[Exercise directions]:
Render the material from the line containing "of the dirt" through the line containing "of the green" as a JSON list of strings, one string per line, omitting blank lines.

[Material for this task]:
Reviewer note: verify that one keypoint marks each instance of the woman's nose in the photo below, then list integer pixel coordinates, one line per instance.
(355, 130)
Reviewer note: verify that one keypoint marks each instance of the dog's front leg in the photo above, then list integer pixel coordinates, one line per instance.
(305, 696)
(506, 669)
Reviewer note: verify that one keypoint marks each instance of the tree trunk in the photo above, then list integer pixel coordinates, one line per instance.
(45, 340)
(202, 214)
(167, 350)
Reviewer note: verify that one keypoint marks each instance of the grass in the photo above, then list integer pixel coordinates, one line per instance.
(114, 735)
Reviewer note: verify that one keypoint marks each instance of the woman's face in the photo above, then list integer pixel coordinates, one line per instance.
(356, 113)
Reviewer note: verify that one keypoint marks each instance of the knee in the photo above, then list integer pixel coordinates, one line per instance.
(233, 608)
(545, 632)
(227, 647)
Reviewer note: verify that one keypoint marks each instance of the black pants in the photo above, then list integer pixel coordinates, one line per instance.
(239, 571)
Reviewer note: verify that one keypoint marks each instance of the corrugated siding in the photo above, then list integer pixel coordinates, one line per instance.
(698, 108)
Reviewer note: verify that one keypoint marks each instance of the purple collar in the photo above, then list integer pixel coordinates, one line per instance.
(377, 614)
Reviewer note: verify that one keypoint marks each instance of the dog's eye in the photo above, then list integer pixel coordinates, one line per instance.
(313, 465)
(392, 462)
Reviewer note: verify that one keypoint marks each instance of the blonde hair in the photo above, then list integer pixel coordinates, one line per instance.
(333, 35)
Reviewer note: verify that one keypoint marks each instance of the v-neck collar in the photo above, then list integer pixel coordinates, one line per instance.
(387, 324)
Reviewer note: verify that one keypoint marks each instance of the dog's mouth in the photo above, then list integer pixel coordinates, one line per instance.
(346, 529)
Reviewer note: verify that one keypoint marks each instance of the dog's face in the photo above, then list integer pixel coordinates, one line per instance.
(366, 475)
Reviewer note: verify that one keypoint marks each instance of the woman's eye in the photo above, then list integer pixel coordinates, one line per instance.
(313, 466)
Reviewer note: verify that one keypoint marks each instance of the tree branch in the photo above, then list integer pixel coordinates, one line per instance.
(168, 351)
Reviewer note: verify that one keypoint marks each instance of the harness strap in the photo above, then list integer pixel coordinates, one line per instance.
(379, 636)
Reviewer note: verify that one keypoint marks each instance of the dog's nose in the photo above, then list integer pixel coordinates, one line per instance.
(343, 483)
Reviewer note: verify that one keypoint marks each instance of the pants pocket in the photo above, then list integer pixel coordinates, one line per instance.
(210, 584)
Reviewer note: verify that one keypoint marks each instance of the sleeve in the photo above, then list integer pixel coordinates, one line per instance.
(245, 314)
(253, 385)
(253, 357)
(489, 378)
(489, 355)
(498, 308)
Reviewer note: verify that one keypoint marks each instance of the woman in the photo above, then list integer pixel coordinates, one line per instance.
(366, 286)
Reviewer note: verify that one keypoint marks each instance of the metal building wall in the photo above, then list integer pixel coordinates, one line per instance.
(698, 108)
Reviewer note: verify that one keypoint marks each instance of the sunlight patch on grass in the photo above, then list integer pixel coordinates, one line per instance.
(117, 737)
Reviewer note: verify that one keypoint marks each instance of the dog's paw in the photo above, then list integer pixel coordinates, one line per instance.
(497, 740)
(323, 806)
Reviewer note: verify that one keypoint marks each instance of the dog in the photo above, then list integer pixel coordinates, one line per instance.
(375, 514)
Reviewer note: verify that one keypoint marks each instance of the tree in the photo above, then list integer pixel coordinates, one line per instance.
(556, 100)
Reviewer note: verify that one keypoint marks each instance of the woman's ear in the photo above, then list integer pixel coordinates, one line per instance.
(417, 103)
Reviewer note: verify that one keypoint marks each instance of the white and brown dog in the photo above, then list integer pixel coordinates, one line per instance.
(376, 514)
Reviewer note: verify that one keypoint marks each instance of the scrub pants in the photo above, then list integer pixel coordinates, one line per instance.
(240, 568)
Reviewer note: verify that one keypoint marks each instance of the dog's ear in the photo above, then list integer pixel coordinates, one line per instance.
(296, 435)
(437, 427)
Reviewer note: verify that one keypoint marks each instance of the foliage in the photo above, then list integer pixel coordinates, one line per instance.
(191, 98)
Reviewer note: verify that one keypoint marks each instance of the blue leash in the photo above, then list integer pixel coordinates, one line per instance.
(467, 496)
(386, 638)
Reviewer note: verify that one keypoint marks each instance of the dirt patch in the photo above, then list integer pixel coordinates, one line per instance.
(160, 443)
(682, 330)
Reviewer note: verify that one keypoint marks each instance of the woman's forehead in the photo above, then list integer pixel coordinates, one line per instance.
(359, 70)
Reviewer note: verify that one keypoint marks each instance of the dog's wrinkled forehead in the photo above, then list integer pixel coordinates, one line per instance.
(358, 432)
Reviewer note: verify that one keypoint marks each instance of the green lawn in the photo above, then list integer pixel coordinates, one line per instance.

* * *

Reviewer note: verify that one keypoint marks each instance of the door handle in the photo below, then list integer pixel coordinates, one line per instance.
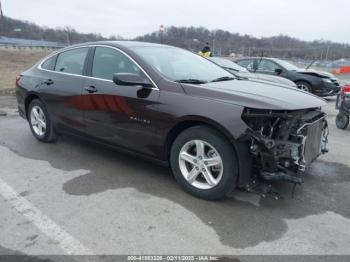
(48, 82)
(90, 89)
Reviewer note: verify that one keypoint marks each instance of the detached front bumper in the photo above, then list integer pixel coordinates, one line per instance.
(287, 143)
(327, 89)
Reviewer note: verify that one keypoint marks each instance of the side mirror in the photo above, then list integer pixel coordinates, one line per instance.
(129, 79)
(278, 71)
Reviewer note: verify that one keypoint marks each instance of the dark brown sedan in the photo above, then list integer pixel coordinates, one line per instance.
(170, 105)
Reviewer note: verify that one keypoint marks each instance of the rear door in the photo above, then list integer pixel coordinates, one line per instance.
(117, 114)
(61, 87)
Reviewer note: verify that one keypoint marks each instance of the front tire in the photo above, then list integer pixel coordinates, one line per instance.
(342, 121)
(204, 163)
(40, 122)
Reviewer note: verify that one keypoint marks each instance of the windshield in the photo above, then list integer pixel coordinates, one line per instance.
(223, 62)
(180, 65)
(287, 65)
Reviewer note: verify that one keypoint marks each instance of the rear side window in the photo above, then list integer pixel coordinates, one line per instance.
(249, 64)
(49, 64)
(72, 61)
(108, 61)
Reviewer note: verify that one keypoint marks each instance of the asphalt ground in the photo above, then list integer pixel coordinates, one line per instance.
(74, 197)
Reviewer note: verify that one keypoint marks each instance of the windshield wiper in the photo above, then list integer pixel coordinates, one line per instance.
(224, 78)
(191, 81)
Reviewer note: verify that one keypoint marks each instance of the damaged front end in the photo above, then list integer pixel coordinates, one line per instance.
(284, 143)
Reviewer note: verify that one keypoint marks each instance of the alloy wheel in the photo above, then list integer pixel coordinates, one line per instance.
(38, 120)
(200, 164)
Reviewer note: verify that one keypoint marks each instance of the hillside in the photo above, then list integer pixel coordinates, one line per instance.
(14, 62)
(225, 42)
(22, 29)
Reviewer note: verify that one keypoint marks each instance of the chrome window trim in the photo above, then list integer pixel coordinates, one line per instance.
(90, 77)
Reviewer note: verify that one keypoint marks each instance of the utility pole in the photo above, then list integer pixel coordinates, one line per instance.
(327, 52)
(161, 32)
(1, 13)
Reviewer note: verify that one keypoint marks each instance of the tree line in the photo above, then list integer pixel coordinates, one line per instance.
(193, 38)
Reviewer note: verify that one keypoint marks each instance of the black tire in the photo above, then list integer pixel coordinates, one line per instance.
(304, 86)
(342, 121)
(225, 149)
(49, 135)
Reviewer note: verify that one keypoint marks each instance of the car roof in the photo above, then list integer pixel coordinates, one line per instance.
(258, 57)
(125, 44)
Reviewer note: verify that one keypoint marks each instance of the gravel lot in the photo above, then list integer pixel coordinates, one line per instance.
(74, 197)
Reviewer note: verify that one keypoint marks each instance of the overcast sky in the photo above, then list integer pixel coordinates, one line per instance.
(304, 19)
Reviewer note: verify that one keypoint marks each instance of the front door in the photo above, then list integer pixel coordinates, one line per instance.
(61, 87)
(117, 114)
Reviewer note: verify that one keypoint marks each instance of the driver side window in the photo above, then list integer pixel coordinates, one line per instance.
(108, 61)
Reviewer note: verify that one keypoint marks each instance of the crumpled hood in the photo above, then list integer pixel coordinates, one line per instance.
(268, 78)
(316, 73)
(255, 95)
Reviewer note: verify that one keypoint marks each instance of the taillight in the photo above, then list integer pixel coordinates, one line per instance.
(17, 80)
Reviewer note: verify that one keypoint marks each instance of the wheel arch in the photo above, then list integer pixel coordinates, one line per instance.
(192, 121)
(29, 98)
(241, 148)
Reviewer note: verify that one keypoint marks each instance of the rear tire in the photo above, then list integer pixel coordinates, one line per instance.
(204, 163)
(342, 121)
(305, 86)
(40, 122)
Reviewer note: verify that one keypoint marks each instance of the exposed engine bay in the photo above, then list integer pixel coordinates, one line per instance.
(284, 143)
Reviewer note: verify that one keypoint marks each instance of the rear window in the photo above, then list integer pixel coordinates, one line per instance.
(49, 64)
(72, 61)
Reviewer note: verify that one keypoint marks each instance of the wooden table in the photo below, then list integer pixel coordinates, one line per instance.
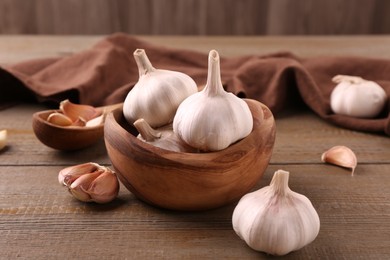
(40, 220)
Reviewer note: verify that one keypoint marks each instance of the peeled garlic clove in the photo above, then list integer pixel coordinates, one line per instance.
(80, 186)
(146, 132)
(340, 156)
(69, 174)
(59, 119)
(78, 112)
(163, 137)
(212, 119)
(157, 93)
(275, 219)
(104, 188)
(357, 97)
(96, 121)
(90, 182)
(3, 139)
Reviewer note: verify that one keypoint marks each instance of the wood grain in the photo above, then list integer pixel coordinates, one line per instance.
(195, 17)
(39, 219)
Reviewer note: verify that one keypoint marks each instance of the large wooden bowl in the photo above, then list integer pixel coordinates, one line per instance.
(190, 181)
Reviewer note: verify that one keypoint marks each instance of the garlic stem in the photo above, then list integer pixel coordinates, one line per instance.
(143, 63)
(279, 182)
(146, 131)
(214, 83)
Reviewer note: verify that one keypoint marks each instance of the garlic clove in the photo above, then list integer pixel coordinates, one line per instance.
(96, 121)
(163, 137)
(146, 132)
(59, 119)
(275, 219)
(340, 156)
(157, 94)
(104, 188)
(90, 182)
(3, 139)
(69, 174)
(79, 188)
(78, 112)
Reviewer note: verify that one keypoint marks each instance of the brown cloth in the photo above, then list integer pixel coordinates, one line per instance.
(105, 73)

--

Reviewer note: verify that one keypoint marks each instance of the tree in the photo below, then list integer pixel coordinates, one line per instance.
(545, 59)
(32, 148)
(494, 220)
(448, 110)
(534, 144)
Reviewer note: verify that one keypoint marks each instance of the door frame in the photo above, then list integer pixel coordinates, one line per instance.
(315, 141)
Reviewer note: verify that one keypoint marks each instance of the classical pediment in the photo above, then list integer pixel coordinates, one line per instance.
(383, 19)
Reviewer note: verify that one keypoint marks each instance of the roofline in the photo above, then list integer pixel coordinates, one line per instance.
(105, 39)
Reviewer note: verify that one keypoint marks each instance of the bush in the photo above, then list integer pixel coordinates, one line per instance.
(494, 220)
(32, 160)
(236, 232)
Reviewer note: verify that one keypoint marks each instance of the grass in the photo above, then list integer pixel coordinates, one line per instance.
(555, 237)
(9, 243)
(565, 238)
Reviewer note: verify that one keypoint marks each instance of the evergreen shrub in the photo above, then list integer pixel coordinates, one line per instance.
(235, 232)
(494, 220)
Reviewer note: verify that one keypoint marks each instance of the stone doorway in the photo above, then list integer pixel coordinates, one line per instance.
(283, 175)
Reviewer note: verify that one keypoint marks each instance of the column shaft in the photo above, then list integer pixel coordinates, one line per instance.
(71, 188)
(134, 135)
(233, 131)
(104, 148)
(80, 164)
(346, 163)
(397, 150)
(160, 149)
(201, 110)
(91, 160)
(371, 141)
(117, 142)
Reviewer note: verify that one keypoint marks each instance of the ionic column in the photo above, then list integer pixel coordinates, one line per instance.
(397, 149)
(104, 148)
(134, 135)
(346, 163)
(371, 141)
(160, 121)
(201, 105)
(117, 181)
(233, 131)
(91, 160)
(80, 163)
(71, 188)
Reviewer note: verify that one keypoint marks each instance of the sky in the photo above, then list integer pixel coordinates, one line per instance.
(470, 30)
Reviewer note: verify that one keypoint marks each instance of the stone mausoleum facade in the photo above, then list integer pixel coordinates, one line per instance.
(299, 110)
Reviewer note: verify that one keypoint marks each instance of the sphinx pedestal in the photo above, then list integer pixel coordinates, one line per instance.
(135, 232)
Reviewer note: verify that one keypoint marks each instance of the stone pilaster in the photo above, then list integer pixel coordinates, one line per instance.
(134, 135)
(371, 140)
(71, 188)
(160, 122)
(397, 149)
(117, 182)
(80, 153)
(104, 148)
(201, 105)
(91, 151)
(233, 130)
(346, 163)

[Output of the task]:
[
  "Reviewer note: verify that one keypoint marks each instance of the dirt patch in the photo above, then list integer pixel coordinates, one line per instance.",
  "(160, 443)",
  "(682, 330)",
  "Reviewer note: verify that one keypoint marks each instance of the woman's forehead in the photo above, then list integer pixel coordinates, one line per instance.",
  "(359, 70)",
  "Reviewer note: verify that one keypoint marks each instance of the dog's wrinkled forehead in the photo above, then list integer pixel coordinates, one line per instance.",
  "(358, 432)",
  "Reviewer note: verify that one keypoint marks each instance of the green lawn in the photo above, then list integer pixel coordinates, one line per instance."
]